* **Problem description**
Omit all pictures, then repeat the listing exactly.

* **Supplied information**
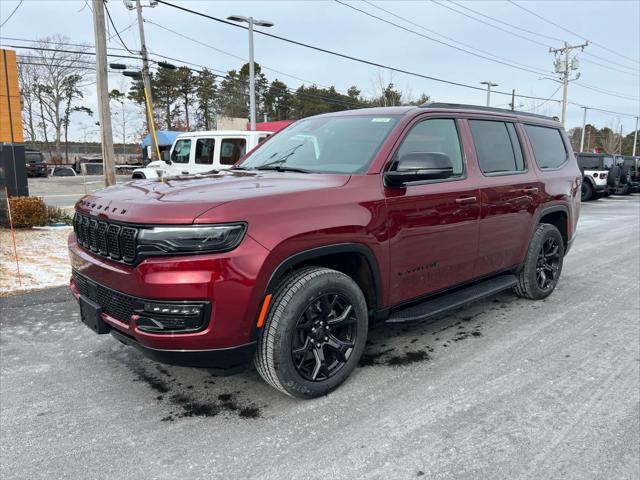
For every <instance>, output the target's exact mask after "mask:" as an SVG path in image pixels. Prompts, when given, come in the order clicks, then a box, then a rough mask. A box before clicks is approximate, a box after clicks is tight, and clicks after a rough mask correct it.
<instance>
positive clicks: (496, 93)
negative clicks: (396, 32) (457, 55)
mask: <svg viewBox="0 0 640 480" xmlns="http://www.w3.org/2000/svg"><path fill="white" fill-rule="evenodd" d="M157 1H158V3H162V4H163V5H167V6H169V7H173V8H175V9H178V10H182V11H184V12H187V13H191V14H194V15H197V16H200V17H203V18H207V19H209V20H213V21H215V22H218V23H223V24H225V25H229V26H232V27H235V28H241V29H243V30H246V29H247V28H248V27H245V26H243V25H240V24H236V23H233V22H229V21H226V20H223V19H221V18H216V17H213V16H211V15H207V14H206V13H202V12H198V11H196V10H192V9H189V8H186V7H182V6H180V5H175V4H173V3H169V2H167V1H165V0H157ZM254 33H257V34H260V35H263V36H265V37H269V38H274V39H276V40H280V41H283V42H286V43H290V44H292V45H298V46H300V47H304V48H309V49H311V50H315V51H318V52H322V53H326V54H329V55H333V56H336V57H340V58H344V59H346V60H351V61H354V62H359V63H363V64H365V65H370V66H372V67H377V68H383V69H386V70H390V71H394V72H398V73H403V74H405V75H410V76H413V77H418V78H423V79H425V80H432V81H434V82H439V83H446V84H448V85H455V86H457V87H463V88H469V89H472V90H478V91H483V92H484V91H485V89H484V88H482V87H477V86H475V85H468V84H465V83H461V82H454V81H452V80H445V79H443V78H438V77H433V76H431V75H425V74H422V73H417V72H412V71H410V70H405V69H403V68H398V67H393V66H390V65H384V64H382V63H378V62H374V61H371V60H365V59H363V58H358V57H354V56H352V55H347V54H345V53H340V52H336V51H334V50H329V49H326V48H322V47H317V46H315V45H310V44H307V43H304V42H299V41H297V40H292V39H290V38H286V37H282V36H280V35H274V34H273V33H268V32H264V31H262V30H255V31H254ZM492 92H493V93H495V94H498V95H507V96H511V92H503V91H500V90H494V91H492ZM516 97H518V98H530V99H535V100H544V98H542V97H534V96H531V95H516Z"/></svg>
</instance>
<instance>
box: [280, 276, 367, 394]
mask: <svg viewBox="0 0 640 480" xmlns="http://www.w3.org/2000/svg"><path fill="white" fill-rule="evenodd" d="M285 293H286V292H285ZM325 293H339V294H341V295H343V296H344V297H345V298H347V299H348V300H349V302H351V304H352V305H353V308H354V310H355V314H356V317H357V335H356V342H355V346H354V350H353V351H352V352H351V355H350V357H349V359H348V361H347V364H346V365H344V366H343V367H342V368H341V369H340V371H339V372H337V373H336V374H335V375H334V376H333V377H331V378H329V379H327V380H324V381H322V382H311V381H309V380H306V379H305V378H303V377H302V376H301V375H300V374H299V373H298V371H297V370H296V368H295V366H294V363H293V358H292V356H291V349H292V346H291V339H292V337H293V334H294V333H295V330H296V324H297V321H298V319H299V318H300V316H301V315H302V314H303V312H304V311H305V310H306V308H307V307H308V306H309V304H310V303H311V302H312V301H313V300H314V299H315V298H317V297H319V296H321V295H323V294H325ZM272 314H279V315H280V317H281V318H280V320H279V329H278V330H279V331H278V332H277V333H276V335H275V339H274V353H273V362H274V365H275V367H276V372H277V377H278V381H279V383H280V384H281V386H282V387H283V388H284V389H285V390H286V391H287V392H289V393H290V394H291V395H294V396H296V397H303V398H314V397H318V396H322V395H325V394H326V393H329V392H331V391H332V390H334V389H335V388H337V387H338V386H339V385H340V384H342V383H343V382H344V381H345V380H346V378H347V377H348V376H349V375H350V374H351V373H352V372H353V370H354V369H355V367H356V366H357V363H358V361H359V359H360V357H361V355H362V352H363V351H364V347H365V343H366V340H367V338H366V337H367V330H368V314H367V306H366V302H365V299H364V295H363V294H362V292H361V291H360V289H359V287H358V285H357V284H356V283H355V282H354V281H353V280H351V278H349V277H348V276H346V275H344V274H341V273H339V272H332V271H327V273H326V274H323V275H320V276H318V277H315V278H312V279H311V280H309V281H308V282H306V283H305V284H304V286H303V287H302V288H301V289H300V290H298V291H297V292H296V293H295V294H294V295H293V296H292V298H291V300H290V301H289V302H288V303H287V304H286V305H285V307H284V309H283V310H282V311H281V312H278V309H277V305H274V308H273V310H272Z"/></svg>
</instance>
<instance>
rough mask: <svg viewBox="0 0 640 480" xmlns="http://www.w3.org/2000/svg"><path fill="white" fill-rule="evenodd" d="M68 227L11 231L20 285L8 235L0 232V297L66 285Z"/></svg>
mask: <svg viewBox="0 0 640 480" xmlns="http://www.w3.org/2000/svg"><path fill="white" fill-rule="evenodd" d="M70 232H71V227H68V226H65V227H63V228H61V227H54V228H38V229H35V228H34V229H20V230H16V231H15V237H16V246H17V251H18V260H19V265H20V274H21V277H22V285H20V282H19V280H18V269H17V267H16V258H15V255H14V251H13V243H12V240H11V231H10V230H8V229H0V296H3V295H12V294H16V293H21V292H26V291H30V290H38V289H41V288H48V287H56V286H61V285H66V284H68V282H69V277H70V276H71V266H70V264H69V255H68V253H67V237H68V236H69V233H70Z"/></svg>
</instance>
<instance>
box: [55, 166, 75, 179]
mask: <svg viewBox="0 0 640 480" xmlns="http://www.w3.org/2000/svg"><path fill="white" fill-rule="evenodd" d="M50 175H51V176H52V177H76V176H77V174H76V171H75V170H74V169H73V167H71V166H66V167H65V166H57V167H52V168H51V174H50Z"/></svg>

* **Result of this task**
For every <instance>, output the target's exact mask after "mask:" as an SVG path in image pixels. Prompts, when given, come in the order clicks, then a box, then a rough mask. A box before clicks is approximate, a box after clicks is tight, and clicks after a rough mask correct it.
<instance>
positive clicks: (496, 93)
negative clicks: (396, 32) (457, 55)
mask: <svg viewBox="0 0 640 480" xmlns="http://www.w3.org/2000/svg"><path fill="white" fill-rule="evenodd" d="M157 1H158V3H162V4H163V5H167V6H169V7H173V8H175V9H178V10H182V11H184V12H187V13H191V14H194V15H197V16H200V17H203V18H207V19H209V20H213V21H215V22H218V23H223V24H225V25H229V26H232V27H235V28H241V29H243V30H246V29H247V28H248V27H245V26H243V25H240V24H236V23H233V22H229V21H226V20H223V19H221V18H216V17H213V16H211V15H207V14H206V13H202V12H198V11H196V10H192V9H189V8H186V7H182V6H180V5H175V4H173V3H169V2H167V1H165V0H157ZM254 33H257V34H260V35H263V36H265V37H269V38H274V39H276V40H280V41H283V42H286V43H290V44H292V45H298V46H300V47H304V48H309V49H311V50H315V51H318V52H322V53H326V54H329V55H333V56H336V57H340V58H344V59H346V60H351V61H354V62H359V63H363V64H365V65H370V66H372V67H377V68H383V69H386V70H390V71H394V72H398V73H403V74H405V75H410V76H413V77H418V78H423V79H425V80H432V81H434V82H439V83H446V84H448V85H455V86H457V87H463V88H469V89H472V90H478V91H483V92H484V91H485V89H484V88H482V87H477V86H475V85H468V84H465V83H461V82H454V81H452V80H445V79H443V78H438V77H433V76H431V75H425V74H422V73H417V72H412V71H410V70H405V69H403V68H398V67H393V66H390V65H384V64H382V63H378V62H374V61H371V60H365V59H363V58H358V57H354V56H352V55H347V54H345V53H340V52H336V51H334V50H329V49H326V48H322V47H317V46H315V45H310V44H307V43H304V42H299V41H297V40H292V39H290V38H286V37H282V36H280V35H274V34H273V33H268V32H264V31H262V30H255V31H254ZM492 92H493V93H495V94H498V95H507V96H511V92H503V91H500V90H494V91H492ZM516 97H518V98H530V99H535V100H544V98H542V97H534V96H531V95H516Z"/></svg>
</instance>
<instance>
box: [280, 276, 367, 394]
mask: <svg viewBox="0 0 640 480" xmlns="http://www.w3.org/2000/svg"><path fill="white" fill-rule="evenodd" d="M285 293H286V292H285ZM325 293H339V294H341V295H343V296H344V297H345V298H347V299H348V300H349V302H351V304H352V305H353V308H354V310H355V314H356V317H357V335H356V342H355V346H354V350H353V351H352V352H351V355H350V357H349V359H348V361H347V364H346V365H344V366H343V367H342V368H341V369H340V371H339V372H337V373H336V374H335V375H334V376H333V377H331V378H329V379H327V380H324V381H322V382H311V381H309V380H306V379H305V378H303V377H302V376H301V375H300V374H299V373H298V371H297V370H296V368H295V366H294V363H293V358H292V356H291V349H292V346H291V339H292V337H293V334H294V333H295V330H296V324H297V321H298V319H299V318H300V316H301V315H302V314H303V312H304V311H305V310H306V308H307V307H308V306H309V304H310V303H311V302H312V301H313V300H314V299H315V298H317V297H319V296H321V295H323V294H325ZM272 314H279V315H280V317H281V318H280V320H279V329H278V330H279V331H278V332H277V333H276V335H275V339H274V353H273V362H274V365H275V367H276V372H277V377H278V381H279V383H280V384H281V386H282V387H283V388H284V389H285V390H286V391H287V392H289V393H290V394H291V395H294V396H296V397H303V398H314V397H318V396H322V395H325V394H326V393H329V392H331V391H332V390H334V389H335V388H337V387H338V386H339V385H340V384H342V383H343V382H344V381H345V380H346V378H347V377H348V376H349V375H350V374H351V373H352V372H353V370H354V369H355V367H356V366H357V363H358V361H359V359H360V357H361V355H362V352H363V351H364V347H365V343H366V340H367V338H366V337H367V330H368V314H367V306H366V302H365V299H364V295H363V294H362V292H361V291H360V289H359V287H358V285H357V284H356V283H355V282H354V281H353V280H351V278H349V277H348V276H346V275H344V274H341V273H339V272H332V271H327V273H326V274H323V275H320V276H318V277H315V278H312V279H311V280H309V281H308V282H306V283H305V284H304V286H303V287H302V288H301V289H300V290H298V291H297V292H296V293H295V294H294V295H293V296H292V298H291V300H290V301H289V302H288V303H287V304H286V305H285V307H284V309H283V310H282V311H281V312H278V309H277V305H274V308H273V310H272Z"/></svg>
</instance>
<instance>
rough mask: <svg viewBox="0 0 640 480" xmlns="http://www.w3.org/2000/svg"><path fill="white" fill-rule="evenodd" d="M68 227L11 231L20 285L8 235L0 232V297L66 285Z"/></svg>
mask: <svg viewBox="0 0 640 480" xmlns="http://www.w3.org/2000/svg"><path fill="white" fill-rule="evenodd" d="M70 232H71V227H68V226H65V227H63V228H61V227H54V228H38V229H35V228H34V229H20V230H16V231H15V237H16V246H17V251H18V260H19V265H20V274H21V277H22V285H20V282H19V280H18V269H17V267H16V258H15V255H14V251H13V243H12V240H11V231H10V230H8V229H0V296H3V295H12V294H16V293H21V292H26V291H30V290H38V289H41V288H48V287H56V286H61V285H66V284H68V282H69V277H70V276H71V266H70V264H69V255H68V253H67V237H68V236H69V233H70Z"/></svg>
</instance>
<instance>
box: [55, 166, 75, 179]
mask: <svg viewBox="0 0 640 480" xmlns="http://www.w3.org/2000/svg"><path fill="white" fill-rule="evenodd" d="M50 175H51V176H52V177H76V176H77V174H76V171H75V170H74V169H73V167H71V166H66V167H65V166H57V167H52V168H51V174H50Z"/></svg>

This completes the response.